▼
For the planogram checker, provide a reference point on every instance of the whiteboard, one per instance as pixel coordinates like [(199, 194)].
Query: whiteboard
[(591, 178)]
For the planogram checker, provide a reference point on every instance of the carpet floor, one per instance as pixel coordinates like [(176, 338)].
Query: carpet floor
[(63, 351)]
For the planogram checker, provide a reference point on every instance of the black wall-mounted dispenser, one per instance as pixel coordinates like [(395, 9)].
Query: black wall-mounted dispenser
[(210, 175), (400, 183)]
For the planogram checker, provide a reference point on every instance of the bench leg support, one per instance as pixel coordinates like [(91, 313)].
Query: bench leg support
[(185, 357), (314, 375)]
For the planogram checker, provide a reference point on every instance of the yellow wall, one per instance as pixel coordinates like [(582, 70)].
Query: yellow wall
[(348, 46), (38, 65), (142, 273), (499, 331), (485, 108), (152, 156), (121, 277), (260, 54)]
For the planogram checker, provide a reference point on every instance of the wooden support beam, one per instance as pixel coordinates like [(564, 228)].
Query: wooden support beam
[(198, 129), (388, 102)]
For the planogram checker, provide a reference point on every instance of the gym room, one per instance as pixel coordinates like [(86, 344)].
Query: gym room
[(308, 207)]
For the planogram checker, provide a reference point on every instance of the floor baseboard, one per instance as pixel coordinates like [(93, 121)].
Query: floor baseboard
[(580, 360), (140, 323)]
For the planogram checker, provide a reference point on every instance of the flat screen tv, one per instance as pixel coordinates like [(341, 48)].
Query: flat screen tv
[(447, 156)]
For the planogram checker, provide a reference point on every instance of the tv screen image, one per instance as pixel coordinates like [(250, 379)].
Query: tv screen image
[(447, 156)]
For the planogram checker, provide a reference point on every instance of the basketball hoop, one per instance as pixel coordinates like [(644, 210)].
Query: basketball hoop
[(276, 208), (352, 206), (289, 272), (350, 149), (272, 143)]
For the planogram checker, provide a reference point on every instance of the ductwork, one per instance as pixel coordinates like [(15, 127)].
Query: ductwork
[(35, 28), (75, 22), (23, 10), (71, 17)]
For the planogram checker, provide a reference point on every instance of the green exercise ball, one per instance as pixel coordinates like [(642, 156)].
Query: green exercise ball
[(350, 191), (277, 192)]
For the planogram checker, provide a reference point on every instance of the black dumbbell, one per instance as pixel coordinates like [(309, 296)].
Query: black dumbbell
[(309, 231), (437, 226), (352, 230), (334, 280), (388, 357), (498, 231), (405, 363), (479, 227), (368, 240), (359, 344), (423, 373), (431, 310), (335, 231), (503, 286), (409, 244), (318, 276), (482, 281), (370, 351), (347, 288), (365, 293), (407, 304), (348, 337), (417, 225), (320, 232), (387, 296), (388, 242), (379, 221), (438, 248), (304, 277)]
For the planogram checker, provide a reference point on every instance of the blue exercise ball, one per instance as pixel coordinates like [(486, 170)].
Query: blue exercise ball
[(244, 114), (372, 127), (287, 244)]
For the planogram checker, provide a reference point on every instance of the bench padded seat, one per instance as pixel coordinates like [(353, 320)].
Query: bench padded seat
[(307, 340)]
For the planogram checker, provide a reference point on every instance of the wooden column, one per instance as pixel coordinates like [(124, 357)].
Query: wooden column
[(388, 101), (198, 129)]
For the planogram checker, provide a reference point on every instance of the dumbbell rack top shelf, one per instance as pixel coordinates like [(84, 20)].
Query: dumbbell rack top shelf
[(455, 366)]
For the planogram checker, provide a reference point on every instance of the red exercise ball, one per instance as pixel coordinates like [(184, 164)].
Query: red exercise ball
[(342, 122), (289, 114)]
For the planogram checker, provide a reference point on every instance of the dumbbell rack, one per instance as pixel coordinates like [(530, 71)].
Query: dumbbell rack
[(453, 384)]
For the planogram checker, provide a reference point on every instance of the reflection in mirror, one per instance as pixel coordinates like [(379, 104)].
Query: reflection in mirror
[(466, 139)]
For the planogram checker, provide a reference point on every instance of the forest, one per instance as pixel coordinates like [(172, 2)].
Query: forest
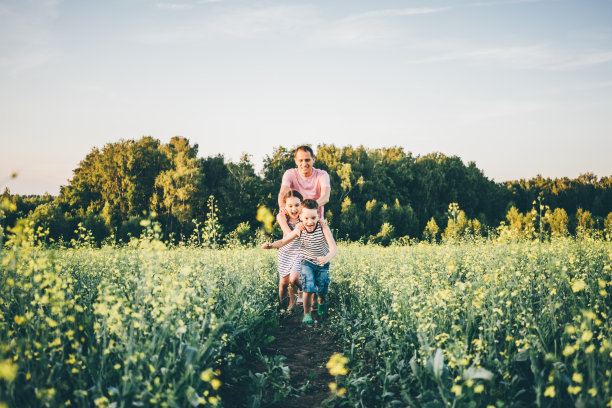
[(379, 195)]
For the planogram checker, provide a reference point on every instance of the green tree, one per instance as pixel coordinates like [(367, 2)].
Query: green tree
[(177, 186), (557, 221)]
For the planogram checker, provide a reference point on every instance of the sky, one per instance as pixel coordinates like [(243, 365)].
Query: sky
[(521, 87)]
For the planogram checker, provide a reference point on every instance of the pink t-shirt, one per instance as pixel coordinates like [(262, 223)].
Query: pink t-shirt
[(309, 187)]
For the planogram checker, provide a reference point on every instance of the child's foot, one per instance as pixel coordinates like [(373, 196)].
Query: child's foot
[(290, 309), (322, 309)]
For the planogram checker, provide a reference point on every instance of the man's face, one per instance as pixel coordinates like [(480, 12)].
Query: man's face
[(304, 162), (309, 217)]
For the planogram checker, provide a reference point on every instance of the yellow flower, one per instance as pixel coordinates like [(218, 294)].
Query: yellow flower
[(215, 383), (20, 320), (550, 391), (568, 350), (587, 336), (578, 286), (207, 375), (577, 377), (336, 363), (8, 370)]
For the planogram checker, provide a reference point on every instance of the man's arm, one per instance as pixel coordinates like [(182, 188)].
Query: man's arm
[(282, 242), (324, 199), (281, 218), (281, 195), (331, 242)]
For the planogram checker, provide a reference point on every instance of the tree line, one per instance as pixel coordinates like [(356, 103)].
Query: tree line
[(377, 195)]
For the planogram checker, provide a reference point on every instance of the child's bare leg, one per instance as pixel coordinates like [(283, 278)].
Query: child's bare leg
[(283, 289), (292, 289), (307, 301)]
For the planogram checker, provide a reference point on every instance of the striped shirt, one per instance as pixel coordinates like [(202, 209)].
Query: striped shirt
[(289, 256), (313, 244)]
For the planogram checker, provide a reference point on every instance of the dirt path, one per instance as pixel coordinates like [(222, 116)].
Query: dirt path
[(307, 349)]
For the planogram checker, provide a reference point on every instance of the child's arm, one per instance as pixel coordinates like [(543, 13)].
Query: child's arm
[(331, 243), (281, 218), (282, 242)]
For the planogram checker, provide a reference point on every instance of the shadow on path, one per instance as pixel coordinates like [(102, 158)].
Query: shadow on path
[(307, 349)]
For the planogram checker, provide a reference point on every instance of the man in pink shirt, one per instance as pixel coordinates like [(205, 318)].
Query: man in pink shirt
[(310, 182)]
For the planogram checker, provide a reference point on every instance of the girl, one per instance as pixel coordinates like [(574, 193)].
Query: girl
[(289, 261)]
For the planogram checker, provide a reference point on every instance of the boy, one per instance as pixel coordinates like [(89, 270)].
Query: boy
[(317, 248)]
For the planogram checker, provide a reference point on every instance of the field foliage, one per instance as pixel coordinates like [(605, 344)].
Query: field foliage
[(477, 323)]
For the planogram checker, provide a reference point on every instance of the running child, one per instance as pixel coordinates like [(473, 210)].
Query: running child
[(317, 248), (288, 259)]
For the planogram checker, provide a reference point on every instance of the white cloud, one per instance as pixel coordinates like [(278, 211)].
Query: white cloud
[(174, 6), (494, 109), (395, 13), (26, 34)]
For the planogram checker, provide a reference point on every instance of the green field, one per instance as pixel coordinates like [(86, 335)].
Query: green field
[(477, 324)]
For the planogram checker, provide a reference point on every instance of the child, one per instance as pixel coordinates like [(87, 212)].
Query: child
[(317, 248), (289, 255)]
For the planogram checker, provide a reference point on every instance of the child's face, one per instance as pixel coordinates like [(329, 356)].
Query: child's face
[(304, 162), (292, 206), (309, 217)]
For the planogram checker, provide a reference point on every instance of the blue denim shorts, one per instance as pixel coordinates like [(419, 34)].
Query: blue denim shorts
[(315, 278)]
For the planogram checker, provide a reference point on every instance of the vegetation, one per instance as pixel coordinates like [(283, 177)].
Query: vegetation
[(497, 322), (378, 195)]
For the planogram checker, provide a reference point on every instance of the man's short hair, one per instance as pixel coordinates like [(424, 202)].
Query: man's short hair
[(310, 204), (304, 148)]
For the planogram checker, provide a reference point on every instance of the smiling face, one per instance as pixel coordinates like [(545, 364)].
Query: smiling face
[(292, 206), (304, 162), (309, 217)]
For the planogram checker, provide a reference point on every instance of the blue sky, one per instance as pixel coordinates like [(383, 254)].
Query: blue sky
[(520, 87)]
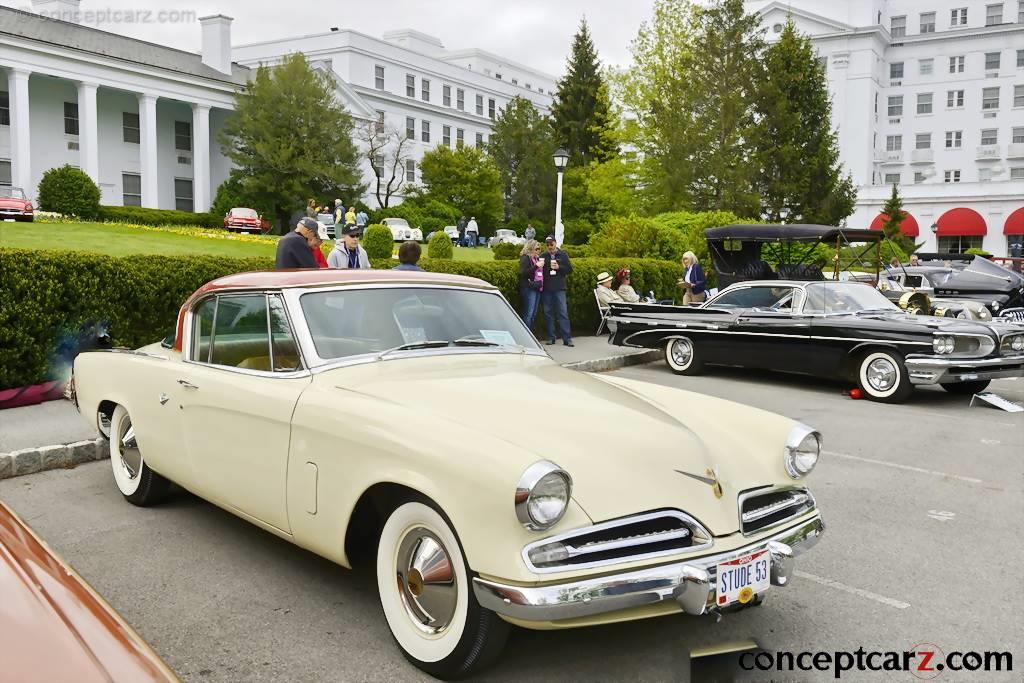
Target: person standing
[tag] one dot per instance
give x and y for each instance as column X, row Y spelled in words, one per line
column 347, row 252
column 693, row 282
column 294, row 248
column 472, row 231
column 530, row 280
column 556, row 267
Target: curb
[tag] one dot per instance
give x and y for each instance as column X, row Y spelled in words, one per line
column 41, row 459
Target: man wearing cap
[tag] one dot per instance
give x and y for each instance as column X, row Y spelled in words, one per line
column 294, row 248
column 347, row 252
column 556, row 267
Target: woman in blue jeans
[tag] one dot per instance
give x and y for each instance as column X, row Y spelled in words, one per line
column 530, row 280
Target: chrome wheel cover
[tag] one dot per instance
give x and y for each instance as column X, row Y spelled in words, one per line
column 426, row 582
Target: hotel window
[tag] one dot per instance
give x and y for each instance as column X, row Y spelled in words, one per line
column 895, row 104
column 989, row 98
column 897, row 27
column 182, row 135
column 993, row 14
column 130, row 130
column 71, row 119
column 131, row 189
column 183, row 195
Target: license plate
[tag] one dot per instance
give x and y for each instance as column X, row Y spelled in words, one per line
column 741, row 579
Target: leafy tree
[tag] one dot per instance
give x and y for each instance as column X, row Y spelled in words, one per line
column 582, row 112
column 290, row 138
column 795, row 144
column 466, row 178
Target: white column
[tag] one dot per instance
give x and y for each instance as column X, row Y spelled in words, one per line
column 88, row 130
column 20, row 138
column 201, row 158
column 147, row 152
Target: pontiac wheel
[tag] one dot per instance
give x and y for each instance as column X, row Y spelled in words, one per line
column 137, row 482
column 681, row 354
column 883, row 377
column 427, row 598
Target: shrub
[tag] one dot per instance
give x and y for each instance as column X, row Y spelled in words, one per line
column 378, row 242
column 507, row 251
column 439, row 246
column 69, row 190
column 158, row 217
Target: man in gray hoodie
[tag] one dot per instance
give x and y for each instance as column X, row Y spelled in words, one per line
column 347, row 252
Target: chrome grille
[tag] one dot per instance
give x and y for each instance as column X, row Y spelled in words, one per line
column 625, row 540
column 764, row 508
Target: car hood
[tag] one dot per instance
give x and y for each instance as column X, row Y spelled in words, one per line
column 626, row 454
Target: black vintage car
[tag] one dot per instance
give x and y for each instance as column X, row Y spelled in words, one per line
column 828, row 329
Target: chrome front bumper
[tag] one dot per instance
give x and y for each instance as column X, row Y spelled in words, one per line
column 690, row 583
column 933, row 370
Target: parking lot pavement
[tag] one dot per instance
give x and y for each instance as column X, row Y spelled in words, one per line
column 923, row 504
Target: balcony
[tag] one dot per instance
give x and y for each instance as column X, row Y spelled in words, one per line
column 988, row 152
column 923, row 157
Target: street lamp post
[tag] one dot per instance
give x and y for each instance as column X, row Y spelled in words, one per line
column 561, row 158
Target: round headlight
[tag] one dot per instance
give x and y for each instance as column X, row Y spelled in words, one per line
column 802, row 451
column 543, row 496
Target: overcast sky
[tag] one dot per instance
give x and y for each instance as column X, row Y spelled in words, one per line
column 537, row 33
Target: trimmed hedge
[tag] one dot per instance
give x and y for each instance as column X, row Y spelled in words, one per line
column 158, row 217
column 50, row 296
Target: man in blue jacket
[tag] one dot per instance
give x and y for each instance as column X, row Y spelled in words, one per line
column 556, row 267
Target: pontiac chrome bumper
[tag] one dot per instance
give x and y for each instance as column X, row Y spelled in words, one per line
column 933, row 370
column 690, row 583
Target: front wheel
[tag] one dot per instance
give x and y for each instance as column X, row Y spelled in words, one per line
column 427, row 598
column 883, row 377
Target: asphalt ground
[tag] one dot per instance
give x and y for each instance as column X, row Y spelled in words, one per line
column 923, row 504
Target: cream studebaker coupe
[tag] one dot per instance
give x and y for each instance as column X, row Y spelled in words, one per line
column 350, row 413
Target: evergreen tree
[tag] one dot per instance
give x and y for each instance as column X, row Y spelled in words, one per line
column 797, row 154
column 582, row 111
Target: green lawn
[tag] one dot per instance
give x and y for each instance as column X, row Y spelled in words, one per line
column 124, row 240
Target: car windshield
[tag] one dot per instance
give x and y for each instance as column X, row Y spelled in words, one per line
column 356, row 322
column 832, row 298
column 11, row 193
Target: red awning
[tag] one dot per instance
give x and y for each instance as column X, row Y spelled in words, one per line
column 962, row 222
column 1015, row 222
column 907, row 227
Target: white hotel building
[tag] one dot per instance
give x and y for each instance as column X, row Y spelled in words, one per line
column 142, row 120
column 928, row 94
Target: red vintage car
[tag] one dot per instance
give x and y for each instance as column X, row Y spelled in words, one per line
column 245, row 220
column 55, row 627
column 13, row 204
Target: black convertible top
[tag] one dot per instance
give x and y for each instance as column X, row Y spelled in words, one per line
column 796, row 232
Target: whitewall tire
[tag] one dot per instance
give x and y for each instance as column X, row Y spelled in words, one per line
column 427, row 598
column 139, row 484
▲
> Assignment
In the listing above, find the line with "Query: forest" and the line with "like [(218, 294)].". Copy exactly those lines and all between them, minus the images.

> Solution to this exercise
Query: forest
[(379, 195)]
For the planogram checker, provide a reference point on every instance of the green tree, one per instance as pixel coordinates like [(367, 2)].
Query: green tree
[(177, 186), (557, 221)]
For the planogram checker, provide a reference point on every instance of the sky, one per instance as pixel coordinates like [(243, 365)].
Query: sky
[(521, 87)]
For the planogram checker, provide a reference point on every instance of the pink t-shirt, one per instance as pixel coordinates like [(262, 223)].
Query: pink t-shirt
[(309, 187)]
For the planogram checker, provide a reference point on every instance of the child's foot, one per instance as pixel coordinates like [(373, 196)].
Query: child's foot
[(290, 309), (322, 309)]
For the planogram checker, provide a reference point on every instance of the man's face, one per instance as pixel coordinates like [(480, 12)].
Query: man's face
[(304, 162), (309, 217)]
For the planogram checker, provide a reference point on every instance of the yellow flower, one per instance as pixel coordinates like [(218, 294)].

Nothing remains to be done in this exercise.